### DOCUMENT SECTION

- - - - - - -

Keeping a log — what I wish I'd documented from day one

Been tracking everything for about 18 months now and man, I wish someone had grabbed me by the shoulders two years ago and said START WRITING EVERYTHING DOWN TODAY.

So here’s what I document now that I should’ve been doing from the moment things went sideways:

Every single interaction. Date, time, what was said word for word. Not just the big blowups — the little digs too. When Sarah told me “daddy doesn’t want to see you” I wrote it down verbatim. Time stamp: 6:47 PM, October 3rd. That stuff adds up to a pattern.

Screenshots of EVERYTHING. Texts, emails, even those passive-aggressive Facebook posts about “protecting my babies from toxic people.” I learned this one the hard way — my ex deleted a bunch of nasty texts right before mediation. Thank god I’d started screenshotting by then.

Who was around when stuff happened. My neighbor Mike heard my ex screaming at me through the fence when I dropped the kids off. I noted that. Witnesses matter.

- - - - - - -

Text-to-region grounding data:

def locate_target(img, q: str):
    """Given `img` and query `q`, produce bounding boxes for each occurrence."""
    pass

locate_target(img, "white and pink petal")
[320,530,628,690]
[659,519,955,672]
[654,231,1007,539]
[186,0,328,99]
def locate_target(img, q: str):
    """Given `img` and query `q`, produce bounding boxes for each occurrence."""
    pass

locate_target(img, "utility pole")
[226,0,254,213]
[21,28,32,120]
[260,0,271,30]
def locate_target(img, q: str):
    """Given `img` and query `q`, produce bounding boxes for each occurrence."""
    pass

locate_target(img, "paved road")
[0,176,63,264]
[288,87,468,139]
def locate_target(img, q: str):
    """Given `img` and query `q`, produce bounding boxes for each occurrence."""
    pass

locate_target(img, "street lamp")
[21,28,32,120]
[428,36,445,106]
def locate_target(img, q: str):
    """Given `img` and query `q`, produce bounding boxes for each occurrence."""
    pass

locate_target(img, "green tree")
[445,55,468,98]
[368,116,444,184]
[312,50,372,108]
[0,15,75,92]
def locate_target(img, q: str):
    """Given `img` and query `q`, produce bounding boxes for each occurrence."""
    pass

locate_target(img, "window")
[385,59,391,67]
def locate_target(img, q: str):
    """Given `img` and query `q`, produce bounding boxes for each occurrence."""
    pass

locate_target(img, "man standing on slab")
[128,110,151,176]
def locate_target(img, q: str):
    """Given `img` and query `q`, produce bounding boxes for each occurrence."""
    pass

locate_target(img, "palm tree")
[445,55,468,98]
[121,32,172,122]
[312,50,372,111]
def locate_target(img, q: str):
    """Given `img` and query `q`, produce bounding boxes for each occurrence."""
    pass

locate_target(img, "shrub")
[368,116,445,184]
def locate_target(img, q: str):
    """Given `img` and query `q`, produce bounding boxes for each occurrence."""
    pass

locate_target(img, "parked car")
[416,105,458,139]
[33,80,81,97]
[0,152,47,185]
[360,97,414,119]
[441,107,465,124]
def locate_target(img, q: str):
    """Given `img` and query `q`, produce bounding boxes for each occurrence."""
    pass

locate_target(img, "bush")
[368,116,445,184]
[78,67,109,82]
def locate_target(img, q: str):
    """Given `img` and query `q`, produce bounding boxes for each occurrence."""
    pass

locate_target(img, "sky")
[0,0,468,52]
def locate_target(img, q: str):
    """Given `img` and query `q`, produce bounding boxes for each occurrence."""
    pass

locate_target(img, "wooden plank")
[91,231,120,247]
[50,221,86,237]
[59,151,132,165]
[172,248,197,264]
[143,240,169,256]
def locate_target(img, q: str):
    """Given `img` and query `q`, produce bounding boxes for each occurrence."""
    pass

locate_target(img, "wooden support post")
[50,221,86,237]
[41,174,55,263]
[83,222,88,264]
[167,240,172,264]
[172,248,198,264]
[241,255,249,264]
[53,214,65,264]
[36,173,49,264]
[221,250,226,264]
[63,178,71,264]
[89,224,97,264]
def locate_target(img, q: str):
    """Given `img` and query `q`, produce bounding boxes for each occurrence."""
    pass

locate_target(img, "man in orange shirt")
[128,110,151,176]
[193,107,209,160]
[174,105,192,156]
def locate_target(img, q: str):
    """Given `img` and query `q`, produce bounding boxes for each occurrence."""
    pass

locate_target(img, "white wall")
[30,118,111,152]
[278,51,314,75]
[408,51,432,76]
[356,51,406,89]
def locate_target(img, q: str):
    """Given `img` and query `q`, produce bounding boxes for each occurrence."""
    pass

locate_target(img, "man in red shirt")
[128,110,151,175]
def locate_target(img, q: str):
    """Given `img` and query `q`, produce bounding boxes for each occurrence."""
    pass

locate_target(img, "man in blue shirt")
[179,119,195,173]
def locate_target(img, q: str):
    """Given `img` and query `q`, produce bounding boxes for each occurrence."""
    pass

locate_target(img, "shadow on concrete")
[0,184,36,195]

- - - - - - -

### WORK REQUIRED
In the post about keeping a log, copy the passage that starts with "Screenshots of EVERYTHING." and goes on through "screenshotting by then.". The task needs nothing from the data.

### RESPONSE TO THIS TASK
Screenshots of EVERYTHING. Texts, emails, even those passive-aggressive Facebook posts about “protecting my babies from toxic people.” I learned this one the hard way — my ex deleted a bunch of nasty texts right before mediation. Thank god I’d started screenshotting by then.